* **The task**
Change each "marker" in the material below to "pin" and copy everything else unchanged.

* **Excerpts of pointing data**
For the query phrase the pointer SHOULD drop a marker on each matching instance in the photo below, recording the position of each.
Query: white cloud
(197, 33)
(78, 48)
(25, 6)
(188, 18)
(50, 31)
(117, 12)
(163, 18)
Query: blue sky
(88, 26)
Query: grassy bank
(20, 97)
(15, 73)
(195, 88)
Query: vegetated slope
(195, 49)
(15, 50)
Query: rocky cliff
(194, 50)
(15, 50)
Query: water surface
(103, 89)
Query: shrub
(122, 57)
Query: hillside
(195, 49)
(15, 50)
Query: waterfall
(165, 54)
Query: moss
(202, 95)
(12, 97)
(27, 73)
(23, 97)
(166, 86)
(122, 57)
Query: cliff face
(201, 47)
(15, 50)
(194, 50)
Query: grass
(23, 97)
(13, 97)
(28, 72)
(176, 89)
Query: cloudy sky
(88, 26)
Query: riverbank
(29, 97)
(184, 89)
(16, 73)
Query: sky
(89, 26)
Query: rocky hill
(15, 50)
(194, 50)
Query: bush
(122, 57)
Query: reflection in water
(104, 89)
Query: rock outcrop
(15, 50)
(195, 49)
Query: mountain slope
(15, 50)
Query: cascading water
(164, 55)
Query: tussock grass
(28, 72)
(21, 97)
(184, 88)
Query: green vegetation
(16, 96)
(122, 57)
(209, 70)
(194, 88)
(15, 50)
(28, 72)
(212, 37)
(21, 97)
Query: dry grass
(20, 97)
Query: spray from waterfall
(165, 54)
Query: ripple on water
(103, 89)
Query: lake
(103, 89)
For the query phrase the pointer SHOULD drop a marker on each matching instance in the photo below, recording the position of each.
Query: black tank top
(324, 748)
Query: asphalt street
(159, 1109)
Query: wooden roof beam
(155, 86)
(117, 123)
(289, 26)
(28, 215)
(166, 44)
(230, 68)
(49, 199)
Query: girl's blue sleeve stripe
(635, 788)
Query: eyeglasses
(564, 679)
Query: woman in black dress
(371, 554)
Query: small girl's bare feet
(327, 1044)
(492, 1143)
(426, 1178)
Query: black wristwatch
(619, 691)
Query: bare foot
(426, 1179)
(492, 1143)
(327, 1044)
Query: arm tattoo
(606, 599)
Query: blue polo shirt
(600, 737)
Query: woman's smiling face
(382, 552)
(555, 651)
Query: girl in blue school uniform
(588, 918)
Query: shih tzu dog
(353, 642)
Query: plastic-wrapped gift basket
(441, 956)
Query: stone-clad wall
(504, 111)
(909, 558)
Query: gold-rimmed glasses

* **Output below**
For the query phrase the pointer SHOULD drop a pin on each matching instance in the photo below, recording the position of each.
Query: white cloud
(197, 33)
(78, 48)
(25, 6)
(188, 18)
(50, 31)
(117, 12)
(163, 18)
Query: blue sky
(88, 26)
Query: grassy bank
(20, 97)
(15, 73)
(195, 88)
Query: vegetated slope
(195, 49)
(15, 50)
Query: rocky cliff
(194, 50)
(15, 50)
Query: water surface
(103, 89)
Query: shrub
(122, 57)
Query: hillside
(195, 49)
(15, 50)
Query: waterfall
(165, 54)
Query: moss
(202, 95)
(12, 97)
(27, 73)
(23, 97)
(166, 86)
(122, 57)
Query: cliff face
(201, 47)
(15, 50)
(194, 50)
Query: grass
(23, 97)
(13, 97)
(28, 72)
(176, 89)
Query: cloudy sky
(88, 26)
Query: riverbank
(29, 97)
(184, 89)
(16, 73)
Query: sky
(89, 26)
Query: rocky hill
(15, 50)
(194, 50)
Query: bush
(122, 57)
Query: reflection in water
(104, 89)
Query: rock outcrop
(15, 50)
(195, 49)
Query: mountain slope
(15, 50)
Query: cascading water
(164, 55)
Query: tussock grass
(28, 72)
(21, 97)
(184, 88)
Query: green vegetation
(16, 96)
(122, 57)
(209, 70)
(194, 88)
(15, 50)
(28, 72)
(212, 37)
(21, 97)
Query: dry grass
(20, 97)
Query: spray from waterfall
(165, 54)
Query: ripple on water
(103, 89)
Query: lake
(103, 89)
For the query phrase the pointer SHOULD drop a pin on each matching instance in the photo below, recording the position of each.
Query: black tank top
(324, 748)
Query: asphalt street
(159, 1109)
Query: wooden roof beam
(155, 86)
(117, 123)
(289, 26)
(28, 215)
(166, 44)
(230, 68)
(49, 199)
Query: girl's blue sleeve stripe
(635, 788)
Query: eyeglasses
(564, 679)
Query: woman in black dress
(371, 554)
Query: small girl's bare feet
(327, 1044)
(492, 1143)
(426, 1178)
Query: black wristwatch
(619, 691)
Query: bare foot
(426, 1179)
(492, 1143)
(327, 1044)
Query: arm tattoo
(606, 599)
Query: blue polo shirt
(600, 737)
Query: woman's smiling face
(382, 552)
(555, 651)
Query: girl in blue school uniform
(588, 918)
Query: shih tzu dog
(353, 642)
Query: plastic-wrapped gift basket
(441, 956)
Query: stone-clad wall
(504, 111)
(909, 558)
Query: gold-rimmed glasses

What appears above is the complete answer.